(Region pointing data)

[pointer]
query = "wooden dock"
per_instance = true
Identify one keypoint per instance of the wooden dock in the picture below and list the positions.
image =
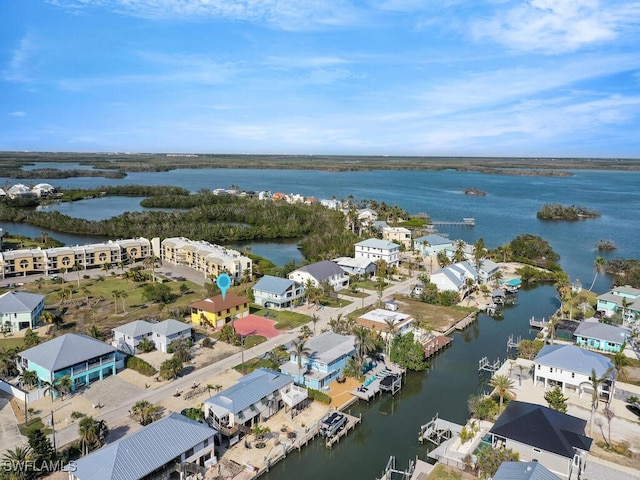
(351, 424)
(435, 344)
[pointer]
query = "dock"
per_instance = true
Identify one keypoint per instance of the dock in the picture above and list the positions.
(438, 430)
(466, 222)
(435, 344)
(385, 378)
(351, 424)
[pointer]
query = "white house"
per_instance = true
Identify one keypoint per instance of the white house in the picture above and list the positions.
(570, 367)
(277, 292)
(20, 310)
(126, 338)
(317, 273)
(376, 249)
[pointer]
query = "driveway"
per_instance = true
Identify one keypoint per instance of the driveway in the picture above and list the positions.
(9, 434)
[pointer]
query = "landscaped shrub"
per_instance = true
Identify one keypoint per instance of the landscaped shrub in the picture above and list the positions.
(318, 395)
(140, 366)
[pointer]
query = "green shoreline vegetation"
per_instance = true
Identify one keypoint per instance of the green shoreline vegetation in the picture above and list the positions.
(115, 164)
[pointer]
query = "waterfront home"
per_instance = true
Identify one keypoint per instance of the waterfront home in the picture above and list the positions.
(600, 336)
(218, 311)
(540, 434)
(126, 338)
(624, 300)
(356, 266)
(256, 397)
(321, 272)
(276, 292)
(376, 249)
(524, 471)
(82, 358)
(398, 235)
(329, 353)
(386, 322)
(172, 445)
(570, 367)
(209, 259)
(429, 245)
(20, 310)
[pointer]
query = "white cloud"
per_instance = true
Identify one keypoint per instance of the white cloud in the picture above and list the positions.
(554, 27)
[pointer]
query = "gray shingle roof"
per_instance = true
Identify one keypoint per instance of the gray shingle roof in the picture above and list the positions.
(601, 331)
(170, 327)
(142, 452)
(65, 351)
(573, 359)
(543, 428)
(524, 471)
(249, 390)
(19, 302)
(322, 270)
(274, 285)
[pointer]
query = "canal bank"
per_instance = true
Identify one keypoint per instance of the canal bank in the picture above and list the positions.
(390, 424)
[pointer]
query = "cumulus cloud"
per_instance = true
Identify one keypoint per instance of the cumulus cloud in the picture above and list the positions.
(555, 27)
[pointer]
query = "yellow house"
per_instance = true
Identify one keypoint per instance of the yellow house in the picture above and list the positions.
(217, 312)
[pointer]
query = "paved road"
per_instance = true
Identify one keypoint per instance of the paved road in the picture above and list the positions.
(115, 414)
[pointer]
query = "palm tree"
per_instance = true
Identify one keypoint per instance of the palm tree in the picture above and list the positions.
(596, 383)
(18, 461)
(503, 386)
(301, 350)
(599, 265)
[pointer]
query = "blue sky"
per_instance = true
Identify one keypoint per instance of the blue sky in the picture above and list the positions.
(357, 77)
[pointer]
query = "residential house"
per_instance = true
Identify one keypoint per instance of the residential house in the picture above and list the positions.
(275, 292)
(376, 249)
(398, 235)
(328, 355)
(540, 434)
(524, 471)
(255, 398)
(624, 300)
(384, 320)
(172, 444)
(218, 311)
(600, 336)
(356, 266)
(211, 260)
(429, 245)
(20, 310)
(126, 338)
(570, 367)
(321, 272)
(82, 358)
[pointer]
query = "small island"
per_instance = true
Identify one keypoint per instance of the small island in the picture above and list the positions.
(474, 191)
(555, 211)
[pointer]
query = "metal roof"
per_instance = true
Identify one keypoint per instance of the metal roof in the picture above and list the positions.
(19, 302)
(543, 428)
(573, 359)
(601, 331)
(137, 455)
(524, 471)
(65, 351)
(273, 284)
(249, 390)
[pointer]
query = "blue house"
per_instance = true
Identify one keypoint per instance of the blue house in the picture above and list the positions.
(600, 336)
(328, 355)
(82, 358)
(276, 292)
(431, 244)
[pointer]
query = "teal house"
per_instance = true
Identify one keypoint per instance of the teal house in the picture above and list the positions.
(600, 336)
(82, 358)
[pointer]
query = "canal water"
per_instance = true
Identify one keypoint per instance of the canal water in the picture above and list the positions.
(390, 424)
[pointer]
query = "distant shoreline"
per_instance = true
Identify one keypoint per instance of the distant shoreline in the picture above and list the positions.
(12, 163)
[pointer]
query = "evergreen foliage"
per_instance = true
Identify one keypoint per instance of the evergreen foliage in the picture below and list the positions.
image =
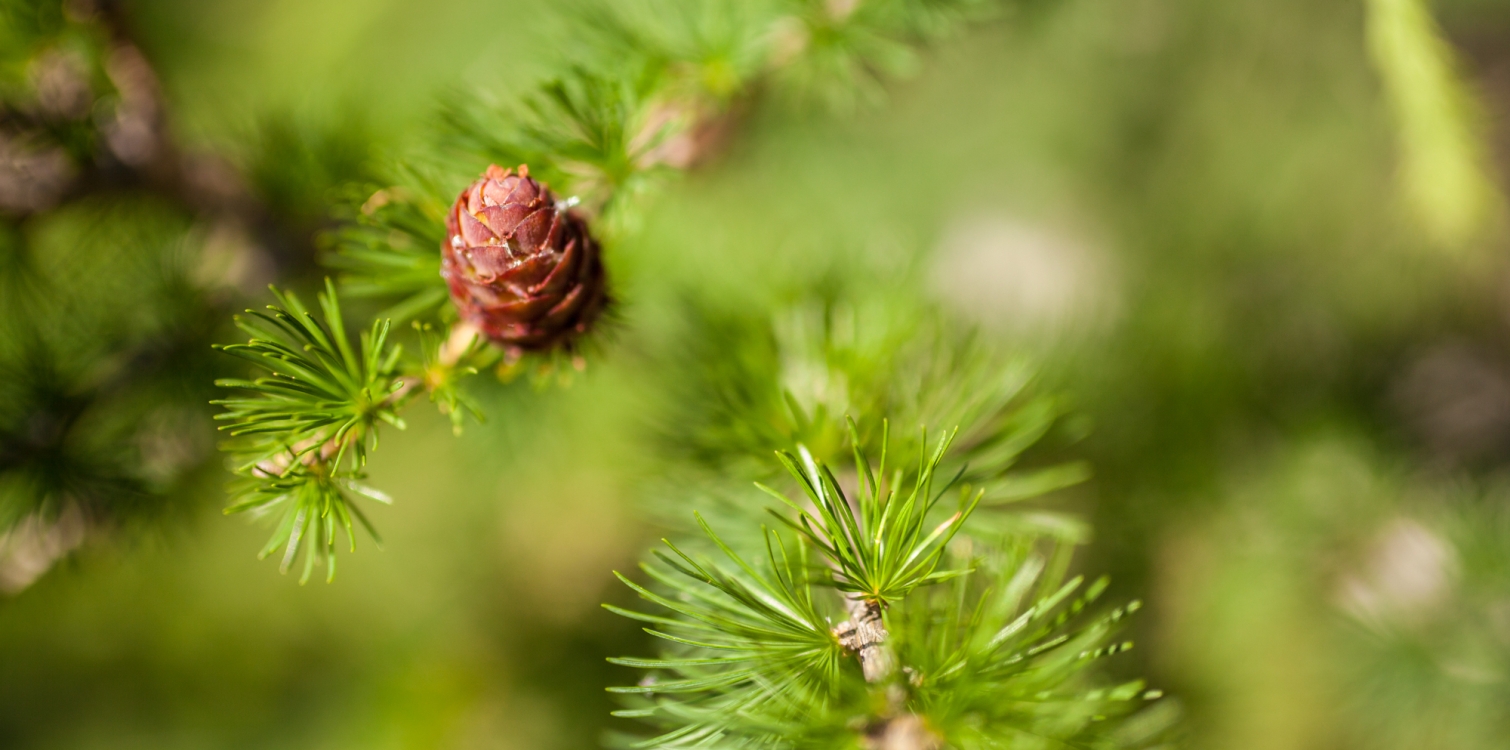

Your assignment:
Restate it all word for word: every record, no pictures.

Written solution:
[pointer]
query = "wooden dock"
per_instance = true
Identify one keypoint per instance of the wooden dock in the picture below and list the positions.
image =
(351, 424)
(435, 344)
[pointer]
query = "dock"
per_instance = true
Identify one keypoint per instance of the dock in the picture above and list the positions.
(438, 430)
(466, 222)
(435, 344)
(385, 378)
(351, 424)
[pointer]
query = "white house"
per_instance = true
Identify one keypoint per instance of the white house in the picture above and list the positions.
(570, 367)
(277, 292)
(20, 310)
(126, 338)
(317, 273)
(376, 249)
[pointer]
query = "driveway"
per_instance = true
Identify one keypoint per instance of the driveway in the picture above and list the positions.
(9, 434)
[pointer]
query = "landscaped shrub"
per_instance = true
Identify one keypoint per instance of the landscaped shrub in the picture above and list the positions.
(318, 395)
(140, 366)
[pointer]
query = "green shoreline vegetation"
per_instance = true
Identify one keypoint per instance of the green shoreline vegetation in the picture above and list the positions.
(115, 164)
[pointer]
query = "waterfront home"
per_instance = true
Identify one keypoint per instance of the waterfront home in the picture above and list the positions.
(600, 336)
(218, 311)
(540, 434)
(126, 338)
(624, 300)
(356, 266)
(256, 397)
(321, 272)
(276, 292)
(376, 249)
(524, 471)
(82, 358)
(398, 235)
(329, 353)
(386, 322)
(172, 445)
(570, 367)
(209, 259)
(429, 245)
(20, 310)
[pointer]
query = "white cloud"
per_instance = true
Identify one keypoint per instance of the white cloud in the picture above and list the positions.
(554, 27)
[pointer]
query = "gray shingle roof"
per_instance = true
Identify one keypoint per instance of the gray shingle roof in the picture above and list the positions.
(601, 331)
(170, 327)
(142, 452)
(65, 351)
(573, 359)
(543, 428)
(524, 471)
(249, 390)
(19, 302)
(322, 270)
(274, 285)
[pointer]
query = "canal bank"
per_instance = true
Identify one keypoint per instance of the canal bank in the picture above and list the positions.
(390, 424)
[pointer]
query = "cumulus cloud"
per_instance = true
Identify one keypoint per instance of the cumulus cloud in the picture above and list the positions.
(555, 27)
[pointer]
query = "yellow house"
per_instance = true
Identify one keypoint per instance of the yellow house in the picture above and list the positions.
(217, 312)
[pointer]
query = "paved road"
per_instance = true
Identify one keypoint per instance of the paved road in the picture above and list the positions.
(115, 414)
[pointer]
query = "palm tree"
per_instance = true
Identify one keypoint per instance of the palm tree in the picture above and list the positions.
(596, 383)
(18, 461)
(503, 386)
(301, 350)
(599, 265)
[pointer]
query = "blue sky"
per_instance = true
Identify one keypoint per instance of the blue sky in the picture above and list the positions.
(357, 77)
[pointer]
query = "residential house"
per_instance = true
Identify one keypoint per instance of the residential house in the picture above and list the positions.
(275, 292)
(376, 249)
(398, 235)
(328, 355)
(540, 434)
(524, 471)
(255, 398)
(624, 300)
(384, 320)
(172, 444)
(218, 311)
(600, 336)
(356, 266)
(211, 260)
(429, 245)
(20, 310)
(126, 338)
(570, 367)
(321, 272)
(82, 358)
[pointer]
query = "small island"
per_instance = true
Identify one keypoint per instance of the small island in the picture above and list the positions.
(474, 191)
(555, 211)
[pointer]
query = "metal roof"
per_instance = true
Identify one keypoint per instance of the metal roof in the picture above and list the positions.
(19, 302)
(543, 428)
(573, 359)
(601, 331)
(137, 455)
(524, 471)
(65, 351)
(273, 284)
(249, 390)
[pointer]
query = "blue house"
per_instance = true
Identify one keypoint per instance of the blue house in the picture above and list the positions.
(600, 336)
(328, 355)
(82, 358)
(276, 292)
(431, 244)
[pointer]
query = "teal house"
per_instance = true
Identify one keypoint per instance of the teal house in the picture above and list the positions.
(600, 336)
(82, 358)
[pointer]
query = "canal water"
per_instance = true
Identify one keypoint per instance of the canal water in the picture above and list the positions.
(390, 424)
[pointer]
query = "distant shoreline"
per_instance = true
Identify one keypoint per instance of the distant shoreline in the picture above and list the positions.
(12, 163)
[pointer]
query = "evergreen foliage"
per_instance = true
Identify one keypoint per instance of the evergreen foliage in the picture below and list the positions.
image =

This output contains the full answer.